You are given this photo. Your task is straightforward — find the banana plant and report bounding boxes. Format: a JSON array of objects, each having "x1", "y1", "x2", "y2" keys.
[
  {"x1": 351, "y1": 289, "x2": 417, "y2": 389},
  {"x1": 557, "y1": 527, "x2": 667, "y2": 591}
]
════
— TO DO —
Identify every line in the items above that contains the string "report", treating uppercase and lowercase letters as distinct, and copy each such line in full.

— EXERCISE SOLUTION —
You are given this photo. Your task is straightforward — find the banana plant and report bounding boxes. Format: a JSON array of objects, each having "x1", "y1", "x2", "y2" keys.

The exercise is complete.